**SUPPLIED TEXT**
-- Start --
# just a quick question



## nitro (Dec 8, 2009)

is it frowned upon to keep adders?


----------



## leecb0 (Apr 14, 2009)

if you are talking british adders its not frowned upon its illegle


----------



## nitro (Dec 8, 2009)

endangered species?? it ok i remember someone going on about them before and one was saying you could and the other saying you couldnt


----------



## nitro (Dec 8, 2009)

Adders - Livefood UK Forum


----------



## Owzy (Jan 19, 2009)

Hey 

If you don't have a DWAL it is illegal, however I was under the impresion that if you had one you could keep WC ones, perhaps I am wrong though. However unless the snake is in poor health & you have the ability to nurse it better, I think the only one who would benefit is the human.


----------



## Al Hyde (Jan 6, 2008)

You'll need a DWA to keep adders and there is absolutely no need to take any from the wild as they are often readily available over in Europe 3rd gen cb.
British adders are seriously in decline due to many reasons. Dog walking in their habitat, screwed up weather , criminal heathland management destroying their habitat and hibernacula, ignorant people killing them believing they are doing the public a favour , the list goes on.
-- End --
**STATED TASK A**
Could you turn the entries below into a JSON list of strings, one string per line with blank lines dropped, covering only the lines starting with the line with "Definition first: for each instance of the weathered" and going on through the line with "[[590, 193]]"?

**ITEMS**
-- Start --
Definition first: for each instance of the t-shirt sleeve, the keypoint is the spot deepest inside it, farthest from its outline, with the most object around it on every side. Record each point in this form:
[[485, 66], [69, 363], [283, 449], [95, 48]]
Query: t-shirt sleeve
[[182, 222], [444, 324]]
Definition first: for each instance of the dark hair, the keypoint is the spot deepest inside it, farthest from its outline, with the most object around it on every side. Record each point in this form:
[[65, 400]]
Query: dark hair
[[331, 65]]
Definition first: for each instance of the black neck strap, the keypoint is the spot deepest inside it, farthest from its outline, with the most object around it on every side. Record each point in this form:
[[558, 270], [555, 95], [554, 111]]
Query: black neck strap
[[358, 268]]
-- End --
-- Start --
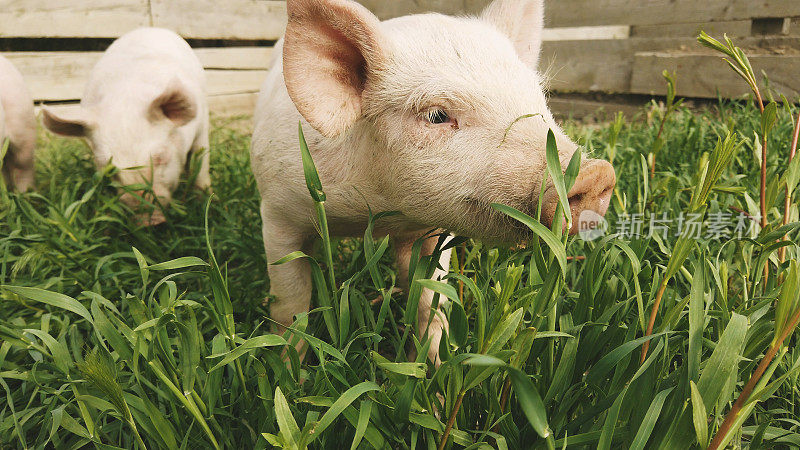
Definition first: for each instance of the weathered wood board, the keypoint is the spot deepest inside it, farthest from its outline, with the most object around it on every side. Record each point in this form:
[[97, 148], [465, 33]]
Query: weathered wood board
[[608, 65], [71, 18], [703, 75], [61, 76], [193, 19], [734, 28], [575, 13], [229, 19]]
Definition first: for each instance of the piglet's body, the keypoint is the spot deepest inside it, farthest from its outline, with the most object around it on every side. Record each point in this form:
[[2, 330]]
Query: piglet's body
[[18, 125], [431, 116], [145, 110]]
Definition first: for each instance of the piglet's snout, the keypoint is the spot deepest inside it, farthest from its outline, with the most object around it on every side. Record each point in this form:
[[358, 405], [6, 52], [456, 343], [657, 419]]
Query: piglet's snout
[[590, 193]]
-- End --
**STATED TASK B**
Can you copy word for word the passage in the forum thread about keeping adders starting with "If you don't" and going on through "is the human."?

**FULL SOLUTION A**
[
  "Definition first: for each instance of the weathered wood board, the keypoint is the spot deepest inside it, farthest from its outline, with the most object around it on every side. Record each point in this form:",
  "[[97, 148], [465, 33]]",
  "Query: weathered wood board",
  "[[608, 65], [71, 18], [703, 75], [61, 76], [193, 19], [734, 28], [575, 13], [229, 19]]",
  "Definition first: for each instance of the piglet's body, the keypoint is the spot deepest inside it, farthest from its outline, with the most object around it on every side. Record each point in this form:",
  "[[2, 330]]",
  "Query: piglet's body",
  "[[18, 125], [431, 116], [145, 110]]",
  "Definition first: for each instance of the piglet's snout, the keypoint is the spot deepest inside it, farthest from its outline, with the most object around it on every side. Record each point in this form:",
  "[[358, 405], [6, 52], [456, 343], [657, 419]]",
  "Query: piglet's snout",
  "[[590, 193]]"
]

**FULL SOLUTION B**
If you don't have a DWAL it is illegal, however I was under the impresion that if you had one you could keep WC ones, perhaps I am wrong though. However unless the snake is in poor health & you have the ability to nurse it better, I think the only one who would benefit is the human.